Please identify every line of the records below that holds the string "mountain", and copy each of those lines in full.
* * *
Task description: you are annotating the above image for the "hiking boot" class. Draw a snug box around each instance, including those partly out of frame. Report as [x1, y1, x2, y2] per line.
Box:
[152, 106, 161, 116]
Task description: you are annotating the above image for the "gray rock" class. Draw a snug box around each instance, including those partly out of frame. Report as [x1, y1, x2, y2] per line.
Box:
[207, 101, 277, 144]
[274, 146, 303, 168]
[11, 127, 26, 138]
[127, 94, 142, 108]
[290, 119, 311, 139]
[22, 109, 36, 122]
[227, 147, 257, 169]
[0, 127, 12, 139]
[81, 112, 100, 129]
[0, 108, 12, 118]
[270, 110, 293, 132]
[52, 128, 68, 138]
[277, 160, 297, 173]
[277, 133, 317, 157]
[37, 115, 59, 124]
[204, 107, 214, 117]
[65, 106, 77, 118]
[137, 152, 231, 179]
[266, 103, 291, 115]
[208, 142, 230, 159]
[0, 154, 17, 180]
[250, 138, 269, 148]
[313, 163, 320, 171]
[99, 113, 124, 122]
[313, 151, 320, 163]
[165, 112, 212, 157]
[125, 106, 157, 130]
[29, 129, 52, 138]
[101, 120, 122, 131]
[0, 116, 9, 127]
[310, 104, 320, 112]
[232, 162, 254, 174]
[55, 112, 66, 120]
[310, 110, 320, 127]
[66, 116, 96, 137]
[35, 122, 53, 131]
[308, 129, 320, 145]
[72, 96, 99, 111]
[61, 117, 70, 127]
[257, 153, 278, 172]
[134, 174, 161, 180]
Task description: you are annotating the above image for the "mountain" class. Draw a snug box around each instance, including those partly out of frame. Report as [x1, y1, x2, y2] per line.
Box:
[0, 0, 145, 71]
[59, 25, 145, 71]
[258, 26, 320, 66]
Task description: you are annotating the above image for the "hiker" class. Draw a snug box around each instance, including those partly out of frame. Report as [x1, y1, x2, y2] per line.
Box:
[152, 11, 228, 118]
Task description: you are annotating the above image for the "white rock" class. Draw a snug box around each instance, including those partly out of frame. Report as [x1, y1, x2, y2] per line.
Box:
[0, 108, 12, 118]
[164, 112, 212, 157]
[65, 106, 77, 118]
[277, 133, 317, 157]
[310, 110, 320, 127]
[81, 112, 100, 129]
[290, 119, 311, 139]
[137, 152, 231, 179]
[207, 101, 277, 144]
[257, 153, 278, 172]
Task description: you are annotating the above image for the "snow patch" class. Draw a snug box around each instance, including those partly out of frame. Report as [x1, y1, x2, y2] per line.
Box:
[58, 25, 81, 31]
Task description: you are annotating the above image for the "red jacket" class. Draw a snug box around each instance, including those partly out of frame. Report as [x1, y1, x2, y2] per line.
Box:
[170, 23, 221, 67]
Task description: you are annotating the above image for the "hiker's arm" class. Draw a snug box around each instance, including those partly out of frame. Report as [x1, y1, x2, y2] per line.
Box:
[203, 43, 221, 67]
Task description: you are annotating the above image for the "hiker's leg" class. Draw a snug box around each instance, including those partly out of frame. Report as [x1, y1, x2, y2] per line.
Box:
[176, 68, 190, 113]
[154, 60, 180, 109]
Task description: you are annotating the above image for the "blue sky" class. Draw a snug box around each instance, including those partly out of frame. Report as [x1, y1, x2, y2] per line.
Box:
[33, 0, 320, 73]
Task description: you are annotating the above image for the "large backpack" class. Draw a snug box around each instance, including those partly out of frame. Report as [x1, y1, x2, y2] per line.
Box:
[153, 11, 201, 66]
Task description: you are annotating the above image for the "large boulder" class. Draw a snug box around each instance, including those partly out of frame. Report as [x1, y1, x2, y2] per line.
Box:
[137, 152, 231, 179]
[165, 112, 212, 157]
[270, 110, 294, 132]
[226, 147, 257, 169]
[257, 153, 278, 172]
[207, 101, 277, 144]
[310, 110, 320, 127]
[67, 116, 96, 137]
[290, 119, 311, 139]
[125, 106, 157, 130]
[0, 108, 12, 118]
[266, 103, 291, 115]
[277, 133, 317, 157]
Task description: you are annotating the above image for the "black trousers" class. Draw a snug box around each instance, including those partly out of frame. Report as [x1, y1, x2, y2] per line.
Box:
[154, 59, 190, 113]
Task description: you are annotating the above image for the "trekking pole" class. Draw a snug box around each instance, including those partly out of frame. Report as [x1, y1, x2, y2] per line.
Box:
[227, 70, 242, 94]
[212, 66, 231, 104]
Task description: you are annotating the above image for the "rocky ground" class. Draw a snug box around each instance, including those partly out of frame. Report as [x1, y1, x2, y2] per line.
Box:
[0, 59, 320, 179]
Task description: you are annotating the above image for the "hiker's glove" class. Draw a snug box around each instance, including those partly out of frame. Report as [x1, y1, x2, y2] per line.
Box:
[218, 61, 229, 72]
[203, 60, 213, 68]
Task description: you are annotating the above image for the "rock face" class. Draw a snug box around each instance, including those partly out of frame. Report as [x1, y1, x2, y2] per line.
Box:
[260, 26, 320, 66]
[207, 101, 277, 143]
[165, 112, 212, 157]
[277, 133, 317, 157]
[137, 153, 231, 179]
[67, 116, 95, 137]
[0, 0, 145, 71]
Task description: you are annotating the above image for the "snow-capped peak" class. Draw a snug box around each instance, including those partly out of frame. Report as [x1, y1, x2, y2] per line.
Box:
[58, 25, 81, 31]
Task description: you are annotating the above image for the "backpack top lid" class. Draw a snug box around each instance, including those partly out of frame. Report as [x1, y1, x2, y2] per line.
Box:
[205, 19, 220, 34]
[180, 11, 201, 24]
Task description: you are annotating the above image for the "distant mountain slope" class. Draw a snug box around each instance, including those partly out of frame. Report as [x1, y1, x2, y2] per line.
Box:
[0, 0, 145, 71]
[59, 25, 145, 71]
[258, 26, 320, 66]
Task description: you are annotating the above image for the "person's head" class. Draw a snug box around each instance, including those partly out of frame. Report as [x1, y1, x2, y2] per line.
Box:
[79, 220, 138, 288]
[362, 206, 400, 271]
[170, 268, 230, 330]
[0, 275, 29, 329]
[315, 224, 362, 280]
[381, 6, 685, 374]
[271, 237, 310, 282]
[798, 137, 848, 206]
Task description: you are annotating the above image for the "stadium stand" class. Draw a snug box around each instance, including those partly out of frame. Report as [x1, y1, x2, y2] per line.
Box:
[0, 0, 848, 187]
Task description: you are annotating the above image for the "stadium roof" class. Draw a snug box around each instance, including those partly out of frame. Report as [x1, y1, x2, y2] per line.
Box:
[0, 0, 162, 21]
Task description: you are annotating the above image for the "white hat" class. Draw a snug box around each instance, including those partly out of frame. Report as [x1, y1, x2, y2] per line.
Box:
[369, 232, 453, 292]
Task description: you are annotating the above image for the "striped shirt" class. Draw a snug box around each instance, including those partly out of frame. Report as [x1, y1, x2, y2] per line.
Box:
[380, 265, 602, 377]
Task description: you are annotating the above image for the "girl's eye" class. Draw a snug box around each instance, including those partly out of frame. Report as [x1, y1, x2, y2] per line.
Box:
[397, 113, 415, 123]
* * *
- _Final result_
Task description: you are annotating the above image for the "mountain" class. Draw a snug box around each instance, including those partly out of frame. Report as [x1, y1, x2, y2] per line.
Task description: you are annotating the above image for the "distant mountain slope" class. Draw a snug box around each instance, including those partly out of frame. Report as [x1, y1, x2, y2] per line.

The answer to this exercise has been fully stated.